◆ Task:
Only the lines with "white" in the entries below belong in the answer; please copy them.

◆ The records:
((

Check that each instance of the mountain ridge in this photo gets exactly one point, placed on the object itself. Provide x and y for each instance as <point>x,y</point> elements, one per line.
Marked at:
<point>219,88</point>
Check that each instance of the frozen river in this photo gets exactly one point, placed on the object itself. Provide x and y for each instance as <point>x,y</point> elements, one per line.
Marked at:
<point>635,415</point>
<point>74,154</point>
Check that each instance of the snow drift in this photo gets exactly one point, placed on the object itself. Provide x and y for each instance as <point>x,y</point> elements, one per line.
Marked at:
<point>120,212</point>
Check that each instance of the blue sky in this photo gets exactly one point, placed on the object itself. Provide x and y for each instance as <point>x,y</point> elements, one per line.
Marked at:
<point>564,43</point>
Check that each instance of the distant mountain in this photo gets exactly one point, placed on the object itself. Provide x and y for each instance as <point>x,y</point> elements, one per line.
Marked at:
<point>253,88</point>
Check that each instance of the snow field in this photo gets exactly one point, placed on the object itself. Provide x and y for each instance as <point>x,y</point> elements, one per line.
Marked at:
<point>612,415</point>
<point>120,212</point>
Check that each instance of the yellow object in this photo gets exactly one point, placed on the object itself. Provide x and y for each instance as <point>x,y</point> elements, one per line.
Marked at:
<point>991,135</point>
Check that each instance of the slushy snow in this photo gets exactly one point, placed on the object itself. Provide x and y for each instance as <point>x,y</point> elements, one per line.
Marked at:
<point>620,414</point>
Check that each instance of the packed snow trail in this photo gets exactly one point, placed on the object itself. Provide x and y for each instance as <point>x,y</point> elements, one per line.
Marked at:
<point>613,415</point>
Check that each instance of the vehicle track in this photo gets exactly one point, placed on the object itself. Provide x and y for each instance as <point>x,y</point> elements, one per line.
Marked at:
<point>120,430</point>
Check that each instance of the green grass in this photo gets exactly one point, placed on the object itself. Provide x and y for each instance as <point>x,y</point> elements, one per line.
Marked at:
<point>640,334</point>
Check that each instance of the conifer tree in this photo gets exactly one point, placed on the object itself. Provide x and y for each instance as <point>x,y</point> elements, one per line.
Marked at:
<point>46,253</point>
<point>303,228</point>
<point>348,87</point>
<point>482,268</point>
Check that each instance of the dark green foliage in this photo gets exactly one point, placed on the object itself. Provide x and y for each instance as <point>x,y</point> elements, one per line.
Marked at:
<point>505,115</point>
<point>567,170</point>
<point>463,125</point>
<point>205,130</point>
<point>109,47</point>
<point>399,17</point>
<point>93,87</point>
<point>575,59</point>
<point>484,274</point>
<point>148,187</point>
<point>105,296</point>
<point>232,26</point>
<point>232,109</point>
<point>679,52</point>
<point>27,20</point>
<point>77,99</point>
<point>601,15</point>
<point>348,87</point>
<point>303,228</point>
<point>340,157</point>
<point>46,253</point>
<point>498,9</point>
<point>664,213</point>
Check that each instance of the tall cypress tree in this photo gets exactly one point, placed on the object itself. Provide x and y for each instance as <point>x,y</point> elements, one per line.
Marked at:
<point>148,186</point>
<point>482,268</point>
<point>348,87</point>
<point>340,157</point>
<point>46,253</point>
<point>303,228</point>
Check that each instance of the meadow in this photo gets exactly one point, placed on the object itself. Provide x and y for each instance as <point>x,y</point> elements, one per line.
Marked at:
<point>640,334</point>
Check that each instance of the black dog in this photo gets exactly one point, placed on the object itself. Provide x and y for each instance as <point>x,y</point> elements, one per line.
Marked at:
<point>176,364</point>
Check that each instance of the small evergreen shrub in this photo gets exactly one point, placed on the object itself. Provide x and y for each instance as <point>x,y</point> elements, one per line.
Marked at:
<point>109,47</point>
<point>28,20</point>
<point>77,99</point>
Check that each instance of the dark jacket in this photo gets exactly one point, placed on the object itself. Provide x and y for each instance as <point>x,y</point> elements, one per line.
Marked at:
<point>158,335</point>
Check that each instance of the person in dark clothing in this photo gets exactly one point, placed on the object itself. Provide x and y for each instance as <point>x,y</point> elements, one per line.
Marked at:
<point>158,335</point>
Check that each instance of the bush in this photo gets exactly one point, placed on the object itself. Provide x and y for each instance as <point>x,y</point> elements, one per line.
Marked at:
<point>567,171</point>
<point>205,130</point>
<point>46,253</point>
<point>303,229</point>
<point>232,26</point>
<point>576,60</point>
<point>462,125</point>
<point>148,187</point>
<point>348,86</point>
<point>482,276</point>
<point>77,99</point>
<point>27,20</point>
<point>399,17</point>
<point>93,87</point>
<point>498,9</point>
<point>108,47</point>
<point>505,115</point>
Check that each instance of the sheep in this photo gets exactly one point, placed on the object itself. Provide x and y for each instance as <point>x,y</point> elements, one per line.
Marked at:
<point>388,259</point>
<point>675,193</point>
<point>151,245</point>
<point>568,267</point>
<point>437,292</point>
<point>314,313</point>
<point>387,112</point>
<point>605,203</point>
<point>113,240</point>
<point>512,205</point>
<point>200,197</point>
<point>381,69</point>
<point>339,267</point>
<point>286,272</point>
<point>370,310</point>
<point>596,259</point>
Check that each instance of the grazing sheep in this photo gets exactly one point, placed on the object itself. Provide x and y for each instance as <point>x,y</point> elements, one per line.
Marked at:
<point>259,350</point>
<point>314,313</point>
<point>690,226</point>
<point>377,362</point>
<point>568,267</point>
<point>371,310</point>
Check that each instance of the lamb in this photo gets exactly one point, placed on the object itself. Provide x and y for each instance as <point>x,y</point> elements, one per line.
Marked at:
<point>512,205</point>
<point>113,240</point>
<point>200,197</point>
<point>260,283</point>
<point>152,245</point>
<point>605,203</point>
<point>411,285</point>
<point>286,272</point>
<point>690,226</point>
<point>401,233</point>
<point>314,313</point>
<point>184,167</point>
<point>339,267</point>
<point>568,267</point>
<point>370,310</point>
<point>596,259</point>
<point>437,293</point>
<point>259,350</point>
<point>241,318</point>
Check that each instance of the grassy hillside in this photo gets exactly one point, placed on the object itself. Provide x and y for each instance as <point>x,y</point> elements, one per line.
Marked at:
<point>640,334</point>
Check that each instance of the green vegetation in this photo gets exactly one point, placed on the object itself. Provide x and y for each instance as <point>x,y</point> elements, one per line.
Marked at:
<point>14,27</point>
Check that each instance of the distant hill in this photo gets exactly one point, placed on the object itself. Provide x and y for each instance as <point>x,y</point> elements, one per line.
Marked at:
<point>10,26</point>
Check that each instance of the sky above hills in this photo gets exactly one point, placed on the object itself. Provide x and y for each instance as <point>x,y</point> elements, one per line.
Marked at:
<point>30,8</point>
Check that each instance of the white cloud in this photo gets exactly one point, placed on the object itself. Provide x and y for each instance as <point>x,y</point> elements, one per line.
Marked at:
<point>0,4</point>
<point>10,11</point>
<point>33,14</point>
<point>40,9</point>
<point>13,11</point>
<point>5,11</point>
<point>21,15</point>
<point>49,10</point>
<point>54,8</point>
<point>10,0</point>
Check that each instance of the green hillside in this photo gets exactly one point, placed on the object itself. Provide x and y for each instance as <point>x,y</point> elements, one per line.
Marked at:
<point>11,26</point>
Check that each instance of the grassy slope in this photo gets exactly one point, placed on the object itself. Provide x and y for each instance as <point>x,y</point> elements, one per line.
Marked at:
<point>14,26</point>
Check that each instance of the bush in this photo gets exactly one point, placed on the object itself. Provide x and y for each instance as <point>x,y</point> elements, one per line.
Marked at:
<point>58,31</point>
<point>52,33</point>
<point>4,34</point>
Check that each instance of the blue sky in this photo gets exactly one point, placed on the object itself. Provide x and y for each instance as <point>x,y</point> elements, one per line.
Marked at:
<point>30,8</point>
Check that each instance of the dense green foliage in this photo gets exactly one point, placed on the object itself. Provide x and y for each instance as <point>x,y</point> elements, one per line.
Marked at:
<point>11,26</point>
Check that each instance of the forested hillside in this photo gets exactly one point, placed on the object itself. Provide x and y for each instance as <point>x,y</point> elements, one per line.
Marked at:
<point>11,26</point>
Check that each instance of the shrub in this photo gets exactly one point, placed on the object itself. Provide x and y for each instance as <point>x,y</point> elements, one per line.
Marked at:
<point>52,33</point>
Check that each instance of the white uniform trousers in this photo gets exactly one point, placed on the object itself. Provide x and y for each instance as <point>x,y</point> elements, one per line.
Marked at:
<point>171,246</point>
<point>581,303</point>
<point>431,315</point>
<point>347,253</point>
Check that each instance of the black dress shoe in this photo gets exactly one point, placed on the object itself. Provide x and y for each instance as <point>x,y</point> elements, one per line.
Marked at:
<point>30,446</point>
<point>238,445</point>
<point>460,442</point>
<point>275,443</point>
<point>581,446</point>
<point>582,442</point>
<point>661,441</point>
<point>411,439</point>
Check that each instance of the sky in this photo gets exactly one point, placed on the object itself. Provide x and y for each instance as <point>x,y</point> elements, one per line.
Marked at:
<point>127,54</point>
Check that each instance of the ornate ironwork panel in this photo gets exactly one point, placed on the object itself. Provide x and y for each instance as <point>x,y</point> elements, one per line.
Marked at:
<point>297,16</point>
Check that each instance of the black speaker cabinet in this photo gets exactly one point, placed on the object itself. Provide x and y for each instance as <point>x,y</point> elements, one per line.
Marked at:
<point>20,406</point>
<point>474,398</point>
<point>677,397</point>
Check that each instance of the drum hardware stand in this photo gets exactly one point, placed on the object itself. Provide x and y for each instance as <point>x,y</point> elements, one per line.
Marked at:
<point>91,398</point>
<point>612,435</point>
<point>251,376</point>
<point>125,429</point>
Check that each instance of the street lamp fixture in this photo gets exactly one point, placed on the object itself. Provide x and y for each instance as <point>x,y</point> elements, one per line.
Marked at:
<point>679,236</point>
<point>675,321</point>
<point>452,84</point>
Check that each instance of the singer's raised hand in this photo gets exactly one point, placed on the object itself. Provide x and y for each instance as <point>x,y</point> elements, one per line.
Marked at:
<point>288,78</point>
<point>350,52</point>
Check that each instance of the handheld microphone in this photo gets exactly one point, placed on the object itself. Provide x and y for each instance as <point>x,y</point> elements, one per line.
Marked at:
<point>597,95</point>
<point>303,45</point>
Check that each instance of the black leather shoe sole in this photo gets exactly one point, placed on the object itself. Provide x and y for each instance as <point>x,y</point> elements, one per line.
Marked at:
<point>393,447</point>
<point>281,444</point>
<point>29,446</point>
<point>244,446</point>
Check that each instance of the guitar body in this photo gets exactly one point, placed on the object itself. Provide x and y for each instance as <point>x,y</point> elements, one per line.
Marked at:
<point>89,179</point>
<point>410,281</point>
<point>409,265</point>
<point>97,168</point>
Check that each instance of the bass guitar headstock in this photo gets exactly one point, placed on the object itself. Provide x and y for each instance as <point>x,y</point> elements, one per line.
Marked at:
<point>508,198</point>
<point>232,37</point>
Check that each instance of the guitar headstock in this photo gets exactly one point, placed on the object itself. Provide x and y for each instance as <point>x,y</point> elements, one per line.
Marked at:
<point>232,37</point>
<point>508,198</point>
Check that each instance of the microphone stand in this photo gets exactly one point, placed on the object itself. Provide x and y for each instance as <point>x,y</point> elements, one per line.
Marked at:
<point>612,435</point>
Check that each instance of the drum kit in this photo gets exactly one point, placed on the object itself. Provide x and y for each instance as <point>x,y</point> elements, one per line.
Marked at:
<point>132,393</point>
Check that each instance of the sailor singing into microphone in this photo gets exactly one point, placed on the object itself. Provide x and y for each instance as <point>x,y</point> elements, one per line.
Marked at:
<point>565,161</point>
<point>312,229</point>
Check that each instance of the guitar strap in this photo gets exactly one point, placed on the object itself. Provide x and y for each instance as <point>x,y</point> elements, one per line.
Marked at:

))

◆ Answer section:
Check that each instance of the white cloud in this photo gets exactly one point, placed on the object itself. Provide x and y for each instance as <point>x,y</point> elements, one per line.
Check that each instance of the white uniform trousers in this photo gets exactly one point, placed on the object itself. Provide x and y for each instance as <point>x,y</point> elements, one per line.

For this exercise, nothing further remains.